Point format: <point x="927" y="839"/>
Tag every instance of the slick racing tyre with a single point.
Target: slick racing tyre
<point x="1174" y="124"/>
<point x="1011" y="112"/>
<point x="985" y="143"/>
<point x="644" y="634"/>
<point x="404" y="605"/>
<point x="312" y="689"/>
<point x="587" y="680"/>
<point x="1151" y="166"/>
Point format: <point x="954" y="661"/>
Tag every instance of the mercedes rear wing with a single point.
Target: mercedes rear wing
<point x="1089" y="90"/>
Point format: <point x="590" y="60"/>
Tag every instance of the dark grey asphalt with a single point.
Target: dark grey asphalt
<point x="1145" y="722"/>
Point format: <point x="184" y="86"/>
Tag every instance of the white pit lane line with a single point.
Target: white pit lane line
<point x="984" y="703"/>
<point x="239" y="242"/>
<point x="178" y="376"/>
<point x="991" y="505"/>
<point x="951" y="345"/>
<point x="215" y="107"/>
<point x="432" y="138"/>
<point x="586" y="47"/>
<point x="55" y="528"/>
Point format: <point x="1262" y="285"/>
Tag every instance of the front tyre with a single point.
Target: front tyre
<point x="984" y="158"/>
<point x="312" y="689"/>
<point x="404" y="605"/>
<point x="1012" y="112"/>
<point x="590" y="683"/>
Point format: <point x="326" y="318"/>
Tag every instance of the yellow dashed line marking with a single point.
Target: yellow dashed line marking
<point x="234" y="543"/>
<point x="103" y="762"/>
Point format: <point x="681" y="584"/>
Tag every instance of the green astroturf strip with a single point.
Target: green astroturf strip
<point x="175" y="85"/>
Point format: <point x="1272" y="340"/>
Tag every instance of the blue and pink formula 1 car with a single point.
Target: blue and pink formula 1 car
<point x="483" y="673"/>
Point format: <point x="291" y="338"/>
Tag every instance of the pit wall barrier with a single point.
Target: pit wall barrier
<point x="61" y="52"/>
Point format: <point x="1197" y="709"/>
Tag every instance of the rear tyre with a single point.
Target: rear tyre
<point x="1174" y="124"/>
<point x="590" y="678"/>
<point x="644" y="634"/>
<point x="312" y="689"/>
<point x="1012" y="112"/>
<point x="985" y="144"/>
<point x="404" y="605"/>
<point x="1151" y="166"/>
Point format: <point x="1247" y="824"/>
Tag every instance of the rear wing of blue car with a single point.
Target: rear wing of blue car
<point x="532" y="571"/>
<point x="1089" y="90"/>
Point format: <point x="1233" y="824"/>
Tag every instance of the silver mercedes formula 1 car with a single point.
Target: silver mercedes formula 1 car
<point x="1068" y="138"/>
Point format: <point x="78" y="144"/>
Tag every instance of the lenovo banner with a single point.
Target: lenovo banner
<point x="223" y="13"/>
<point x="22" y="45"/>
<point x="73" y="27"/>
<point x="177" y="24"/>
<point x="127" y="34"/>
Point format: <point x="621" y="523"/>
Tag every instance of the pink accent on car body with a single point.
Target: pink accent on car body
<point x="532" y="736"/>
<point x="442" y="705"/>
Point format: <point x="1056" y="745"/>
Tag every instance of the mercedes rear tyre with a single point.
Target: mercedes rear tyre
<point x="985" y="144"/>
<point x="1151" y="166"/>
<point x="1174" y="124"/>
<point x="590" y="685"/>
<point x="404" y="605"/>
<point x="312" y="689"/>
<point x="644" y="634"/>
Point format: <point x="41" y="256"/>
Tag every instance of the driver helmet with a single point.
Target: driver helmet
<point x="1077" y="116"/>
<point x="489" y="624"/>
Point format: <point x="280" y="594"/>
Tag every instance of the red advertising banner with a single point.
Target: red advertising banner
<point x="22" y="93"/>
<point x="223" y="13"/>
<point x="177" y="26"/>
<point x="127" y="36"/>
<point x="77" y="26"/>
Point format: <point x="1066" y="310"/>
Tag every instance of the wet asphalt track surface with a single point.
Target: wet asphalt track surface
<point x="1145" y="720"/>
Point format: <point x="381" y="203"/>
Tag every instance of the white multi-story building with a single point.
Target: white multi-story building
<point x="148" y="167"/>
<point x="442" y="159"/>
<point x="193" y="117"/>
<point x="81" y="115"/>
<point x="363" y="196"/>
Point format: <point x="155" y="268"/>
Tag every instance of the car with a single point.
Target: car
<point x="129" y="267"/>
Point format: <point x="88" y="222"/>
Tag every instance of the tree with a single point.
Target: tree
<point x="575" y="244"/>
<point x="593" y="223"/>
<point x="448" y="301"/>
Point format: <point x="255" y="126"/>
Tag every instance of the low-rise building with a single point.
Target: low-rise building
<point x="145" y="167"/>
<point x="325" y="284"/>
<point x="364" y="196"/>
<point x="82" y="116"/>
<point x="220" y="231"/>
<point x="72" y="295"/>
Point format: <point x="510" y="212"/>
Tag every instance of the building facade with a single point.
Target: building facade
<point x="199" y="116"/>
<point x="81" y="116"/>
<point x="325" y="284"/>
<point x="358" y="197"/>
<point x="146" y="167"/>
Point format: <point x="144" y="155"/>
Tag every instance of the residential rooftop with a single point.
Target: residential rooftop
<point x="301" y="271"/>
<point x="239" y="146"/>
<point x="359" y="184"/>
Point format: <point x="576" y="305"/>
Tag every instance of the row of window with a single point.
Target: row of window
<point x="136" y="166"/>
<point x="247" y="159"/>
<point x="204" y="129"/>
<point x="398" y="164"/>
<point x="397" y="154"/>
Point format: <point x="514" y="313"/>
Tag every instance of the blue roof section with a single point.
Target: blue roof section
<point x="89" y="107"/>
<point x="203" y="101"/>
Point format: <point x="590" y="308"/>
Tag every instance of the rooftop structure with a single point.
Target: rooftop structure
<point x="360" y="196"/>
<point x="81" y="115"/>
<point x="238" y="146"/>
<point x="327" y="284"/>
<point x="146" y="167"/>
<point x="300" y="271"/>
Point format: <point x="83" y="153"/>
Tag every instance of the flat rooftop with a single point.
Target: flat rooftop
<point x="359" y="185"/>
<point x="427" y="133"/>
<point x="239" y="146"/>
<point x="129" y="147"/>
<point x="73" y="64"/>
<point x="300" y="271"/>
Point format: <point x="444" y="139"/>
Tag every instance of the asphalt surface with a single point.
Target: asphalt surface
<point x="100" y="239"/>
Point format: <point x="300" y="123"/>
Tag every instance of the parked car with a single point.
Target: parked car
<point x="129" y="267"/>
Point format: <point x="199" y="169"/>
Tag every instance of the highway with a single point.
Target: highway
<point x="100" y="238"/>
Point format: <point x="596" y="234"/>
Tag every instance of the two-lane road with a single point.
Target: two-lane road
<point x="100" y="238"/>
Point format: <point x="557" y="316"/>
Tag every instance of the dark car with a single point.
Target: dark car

::::::::::

**EXERCISE PROMPT**
Extract all of the data exactly as written.

**ANSWER TO THE TASK**
Point format: <point x="927" y="839"/>
Tag every instance of the slick racing tyre with a single point.
Target: slick racing tyre
<point x="1174" y="124"/>
<point x="1011" y="112"/>
<point x="985" y="143"/>
<point x="644" y="634"/>
<point x="404" y="605"/>
<point x="312" y="689"/>
<point x="587" y="680"/>
<point x="1151" y="166"/>
Point format: <point x="954" y="661"/>
Tag every instance of the mercedes rear wing with a single point.
Target: mercedes rear wing
<point x="1089" y="90"/>
Point format: <point x="590" y="60"/>
Tag every instance of the dark grey asphalt with a single point.
Target: dark grey asphalt
<point x="1145" y="722"/>
Point format: <point x="184" y="86"/>
Tag every instance of the white pit lane line with a single point.
Target: white pit lane line
<point x="984" y="703"/>
<point x="239" y="242"/>
<point x="178" y="376"/>
<point x="991" y="505"/>
<point x="951" y="345"/>
<point x="215" y="107"/>
<point x="432" y="138"/>
<point x="586" y="47"/>
<point x="55" y="528"/>
Point format: <point x="1262" y="285"/>
Tag every instance of the front tyre with a single point.
Target: front tyre
<point x="984" y="158"/>
<point x="312" y="689"/>
<point x="404" y="605"/>
<point x="1012" y="112"/>
<point x="590" y="683"/>
Point format: <point x="326" y="318"/>
Tag every instance of the yellow dashed line marking with a single point.
Target: yellow dashed line marking
<point x="234" y="543"/>
<point x="103" y="762"/>
Point format: <point x="681" y="584"/>
Tag every instance of the green astroturf strip with a single point.
Target: green astroturf strip
<point x="175" y="85"/>
Point format: <point x="1272" y="340"/>
Tag every instance of the blue and pink formula 1 car with a single point.
Target: blue and pink formula 1 car
<point x="483" y="673"/>
Point format: <point x="291" y="338"/>
Tag every instance of the pit wall barrier with a single point.
Target: pit wall barrier
<point x="61" y="52"/>
Point format: <point x="1197" y="709"/>
Tag every instance of the rear tyre with a single point.
Target: rear tyre
<point x="1174" y="124"/>
<point x="590" y="678"/>
<point x="644" y="634"/>
<point x="312" y="689"/>
<point x="1012" y="112"/>
<point x="985" y="144"/>
<point x="404" y="605"/>
<point x="1151" y="166"/>
Point format: <point x="1247" y="824"/>
Tag every instance of the rear wing of blue car with a single point.
Target: rear wing of blue car
<point x="532" y="571"/>
<point x="1089" y="90"/>
Point format: <point x="1233" y="824"/>
Tag every instance of the silver mercedes formula 1 car with a single point.
Target: silver mercedes formula 1 car
<point x="1068" y="138"/>
Point format: <point x="78" y="144"/>
Tag every instance of the lenovo banner with a single point.
Target: lenovo banner
<point x="223" y="13"/>
<point x="22" y="45"/>
<point x="73" y="27"/>
<point x="177" y="24"/>
<point x="127" y="34"/>
Point format: <point x="621" y="523"/>
Tag every instance of the pink accent on car body with a single point.
Target: pink accent on car body
<point x="532" y="736"/>
<point x="442" y="705"/>
Point format: <point x="1056" y="745"/>
Tag every instance of the mercedes rear tyre with a single point.
Target: mercedes rear tyre
<point x="985" y="144"/>
<point x="1151" y="166"/>
<point x="1174" y="124"/>
<point x="590" y="685"/>
<point x="404" y="605"/>
<point x="312" y="689"/>
<point x="644" y="634"/>
Point format: <point x="41" y="256"/>
Tag every instance of the driver helmet with a single point.
Target: driver helmet
<point x="1077" y="116"/>
<point x="489" y="624"/>
Point format: <point x="280" y="594"/>
Tag every instance of the red advertising banner with a single point.
Target: red advertising banner
<point x="22" y="93"/>
<point x="223" y="13"/>
<point x="177" y="26"/>
<point x="127" y="36"/>
<point x="77" y="26"/>
Point format: <point x="1066" y="310"/>
Tag every instance of the wet asphalt track surface with a single point.
Target: wet asphalt track surface
<point x="1145" y="720"/>
Point format: <point x="381" y="203"/>
Tag every instance of the white multi-story building with a single point.
Target: white multi-story building
<point x="148" y="167"/>
<point x="442" y="159"/>
<point x="193" y="117"/>
<point x="81" y="115"/>
<point x="363" y="196"/>
Point format: <point x="155" y="268"/>
Tag every instance of the car with a single point.
Target: car
<point x="129" y="267"/>
Point format: <point x="88" y="222"/>
Tag every instance of the tree with a single point.
Target: tree
<point x="575" y="244"/>
<point x="593" y="223"/>
<point x="448" y="301"/>
Point format: <point x="255" y="126"/>
Tag every instance of the low-rise building with a single point.
Target: low-rise building
<point x="145" y="167"/>
<point x="325" y="284"/>
<point x="364" y="196"/>
<point x="82" y="116"/>
<point x="220" y="231"/>
<point x="72" y="295"/>
Point format: <point x="510" y="212"/>
Tag every instance of the building facade with a single point.
Target: building facade
<point x="199" y="116"/>
<point x="81" y="116"/>
<point x="325" y="284"/>
<point x="358" y="197"/>
<point x="146" y="167"/>
Point format: <point x="144" y="155"/>
Tag every instance of the residential rooftop with a single point.
Target: residential rooftop
<point x="301" y="271"/>
<point x="239" y="146"/>
<point x="359" y="184"/>
Point format: <point x="576" y="305"/>
Tag every instance of the row of window with a single point.
Target: row of window
<point x="136" y="166"/>
<point x="247" y="159"/>
<point x="204" y="129"/>
<point x="398" y="164"/>
<point x="397" y="154"/>
Point format: <point x="514" y="313"/>
Tag every instance of the blue roof section with a single point.
Target: blue roof section
<point x="89" y="107"/>
<point x="203" y="101"/>
Point format: <point x="590" y="308"/>
Tag every instance of the rooftop structure with a single point.
Target: rooftop structure
<point x="360" y="196"/>
<point x="81" y="115"/>
<point x="238" y="146"/>
<point x="327" y="284"/>
<point x="146" y="167"/>
<point x="300" y="271"/>
Point format: <point x="83" y="153"/>
Tag every instance of the flat rooftop with a single point.
Target: flat rooftop
<point x="359" y="185"/>
<point x="427" y="133"/>
<point x="239" y="146"/>
<point x="129" y="147"/>
<point x="73" y="64"/>
<point x="300" y="271"/>
Point format: <point x="444" y="139"/>
Tag every instance of the asphalt surface with a single point.
Target: asphalt surface
<point x="100" y="239"/>
Point format: <point x="300" y="123"/>
Tag every instance of the parked car with a single point.
Target: parked car
<point x="129" y="267"/>
Point format: <point x="199" y="169"/>
Tag every instance of the highway with a single point.
Target: highway
<point x="100" y="238"/>
Point format: <point x="596" y="234"/>
Tag every instance of the two-lane road with a single point.
Target: two-lane road
<point x="100" y="238"/>
Point format: <point x="557" y="316"/>
Tag every instance of the dark car with a single point.
Target: dark car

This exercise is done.